■ Supplied passage:

An idea I had for 'gesture recognition', for simple mouse movement.
An idea which came to me while walking to the office this morning, on how to implement the 'mouse movement' recognition. Assuming that OpenKinect is not providing such by itself.
Mail to save the braindump before I forget. CC you for redundant storage in 2nd brain.
<brain-dump>
The idea assumes that a person interacting with Kinect/Display will stand in front of it and have their hand stretched forward, towards the display.
Use the 'Depth' image.
Find the pixel whose value indicates that it is nearest to the display. Depending on the depth encoding this should be either the maximum pixel value, or the minimum.
<< This should at least be the user's hand. Depending on resolution and posture it may actually be the tip of a finger. It could also be the whole body if the user is not yet pointing to the display. That is actually a good thing, as this would track persons as they pass by, giving us the effect we want, automatically. >>
(Possibly find all pixels with that value and compute their centroid).
We now have an x/y location, and we can track it as new depth images are send to us by the device.
And the actual depth (i.e. max/min) gives us a z-channel too.
(Possibly run a windowed average over the stream of coordinates to smooth things out).
Advanced idea:
Depending on the depth resolution Kinect may be able to separate finger tips from the hand. They might be all in the same plane, or in different but nearby planes.

■ Some records:
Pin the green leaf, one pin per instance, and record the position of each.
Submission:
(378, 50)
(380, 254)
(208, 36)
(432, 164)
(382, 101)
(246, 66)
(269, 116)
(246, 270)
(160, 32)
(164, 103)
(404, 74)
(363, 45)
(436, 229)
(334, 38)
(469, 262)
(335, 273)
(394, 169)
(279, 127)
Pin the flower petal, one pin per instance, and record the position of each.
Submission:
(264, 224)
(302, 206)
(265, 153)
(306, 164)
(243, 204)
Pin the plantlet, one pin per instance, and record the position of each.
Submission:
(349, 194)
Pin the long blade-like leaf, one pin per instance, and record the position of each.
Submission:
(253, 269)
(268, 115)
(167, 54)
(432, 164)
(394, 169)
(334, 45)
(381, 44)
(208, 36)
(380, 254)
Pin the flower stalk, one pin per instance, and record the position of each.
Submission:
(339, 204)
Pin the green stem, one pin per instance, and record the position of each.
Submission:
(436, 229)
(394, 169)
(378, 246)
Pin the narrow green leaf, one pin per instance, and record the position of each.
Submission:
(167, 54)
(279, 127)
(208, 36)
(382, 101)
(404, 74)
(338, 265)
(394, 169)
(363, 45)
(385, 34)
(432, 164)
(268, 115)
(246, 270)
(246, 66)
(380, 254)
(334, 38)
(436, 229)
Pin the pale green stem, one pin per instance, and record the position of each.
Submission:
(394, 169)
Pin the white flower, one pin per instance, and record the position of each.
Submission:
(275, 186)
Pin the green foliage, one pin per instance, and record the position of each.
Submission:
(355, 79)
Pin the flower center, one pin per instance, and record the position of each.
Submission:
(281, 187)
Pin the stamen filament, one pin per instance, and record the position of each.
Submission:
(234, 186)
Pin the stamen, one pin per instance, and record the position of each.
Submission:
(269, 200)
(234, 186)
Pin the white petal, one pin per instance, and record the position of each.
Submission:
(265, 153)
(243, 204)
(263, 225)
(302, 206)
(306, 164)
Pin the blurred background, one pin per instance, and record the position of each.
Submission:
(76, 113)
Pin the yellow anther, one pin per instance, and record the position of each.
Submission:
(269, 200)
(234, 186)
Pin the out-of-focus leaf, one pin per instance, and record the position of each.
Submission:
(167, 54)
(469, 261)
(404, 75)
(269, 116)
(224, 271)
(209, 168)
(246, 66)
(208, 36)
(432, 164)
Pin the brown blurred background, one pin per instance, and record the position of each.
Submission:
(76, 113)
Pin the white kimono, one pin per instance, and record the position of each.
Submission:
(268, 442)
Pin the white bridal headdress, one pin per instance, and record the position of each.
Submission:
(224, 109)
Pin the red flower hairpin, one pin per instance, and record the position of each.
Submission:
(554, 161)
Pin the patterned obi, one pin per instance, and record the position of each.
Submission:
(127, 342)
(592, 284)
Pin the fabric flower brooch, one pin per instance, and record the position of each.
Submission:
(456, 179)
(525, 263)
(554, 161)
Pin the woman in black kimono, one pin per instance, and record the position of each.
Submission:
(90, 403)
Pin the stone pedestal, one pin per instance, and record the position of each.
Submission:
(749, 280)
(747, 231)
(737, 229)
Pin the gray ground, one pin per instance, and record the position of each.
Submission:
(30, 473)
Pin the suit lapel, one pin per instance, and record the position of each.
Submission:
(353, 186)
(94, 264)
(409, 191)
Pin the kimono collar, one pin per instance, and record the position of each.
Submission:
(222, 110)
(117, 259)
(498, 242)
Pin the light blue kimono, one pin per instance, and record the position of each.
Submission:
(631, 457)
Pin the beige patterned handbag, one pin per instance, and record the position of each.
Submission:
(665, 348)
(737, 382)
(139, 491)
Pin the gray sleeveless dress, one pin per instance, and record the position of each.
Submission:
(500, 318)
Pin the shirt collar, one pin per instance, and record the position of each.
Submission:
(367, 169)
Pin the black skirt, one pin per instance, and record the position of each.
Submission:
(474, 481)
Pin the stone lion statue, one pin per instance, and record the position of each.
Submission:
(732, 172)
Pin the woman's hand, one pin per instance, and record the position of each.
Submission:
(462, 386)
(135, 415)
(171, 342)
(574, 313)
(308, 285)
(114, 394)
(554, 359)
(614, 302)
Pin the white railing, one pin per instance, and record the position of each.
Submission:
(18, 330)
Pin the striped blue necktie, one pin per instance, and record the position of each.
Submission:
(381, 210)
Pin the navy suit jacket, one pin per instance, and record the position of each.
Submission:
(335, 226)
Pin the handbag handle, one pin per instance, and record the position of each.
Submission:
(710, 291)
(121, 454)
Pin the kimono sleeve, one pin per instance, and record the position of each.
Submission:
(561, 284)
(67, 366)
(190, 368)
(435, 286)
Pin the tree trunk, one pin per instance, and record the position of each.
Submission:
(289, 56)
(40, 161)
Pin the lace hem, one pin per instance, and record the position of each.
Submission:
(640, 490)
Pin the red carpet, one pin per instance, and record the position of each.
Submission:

■ Tasks and exercises:
a. Summarize the gesture-recognition note in two sentences.
b. Proceed with the gesture-recognition note, picking up after its final sentence.

■ Solved problems:
a. The note proposes tracking a person who stands before the Kinect with a hand stretched toward the display by locating the depth-image pixel nearest the display, possibly taking the centroid of all pixels with that value, and following its x/y location across new depth images, with the depth value itself supplying a z-channel. It suggests a windowed average to smooth the coordinates, and as an advanced idea it notes that, depending on depth resolution, Kinect may be able to separate fingertips from the hand.

b.
Get the bounding box inside of which all nearest the pixels are. Tracking the size of this box over time gives a sense of 'scale', i.e. how open (flat, wide) vs closed (small clump) the hand is. This could be bound to 'zoom'. => What is the tablet gesture called where two fingers pinch, move apart ? Same idea, using the whole hand.
(We might have to compensate for size changes due to depth changes, i.e. normalize to a fixed depth)
More advanced:
Having the (normalized) bounding box with the hand/fingers we can use known techniques on the region to determine rotation of the content over time (*) and get another channel of movement.
This might even work if the finger tips are not separated from the hand, if the shape of the whole hand itself is distinctive enough to latch on.
This would actually be also another way of getting scale changes, albeit more computationally expensive.
(*) See Crimp GSoC, Affine Registration: Transform images to compare to log-polar representation, run FFT on it and perform a phase correlation.
The resulting shift values in the log-polar domain translate into scale and rotation values in the cartesian domain.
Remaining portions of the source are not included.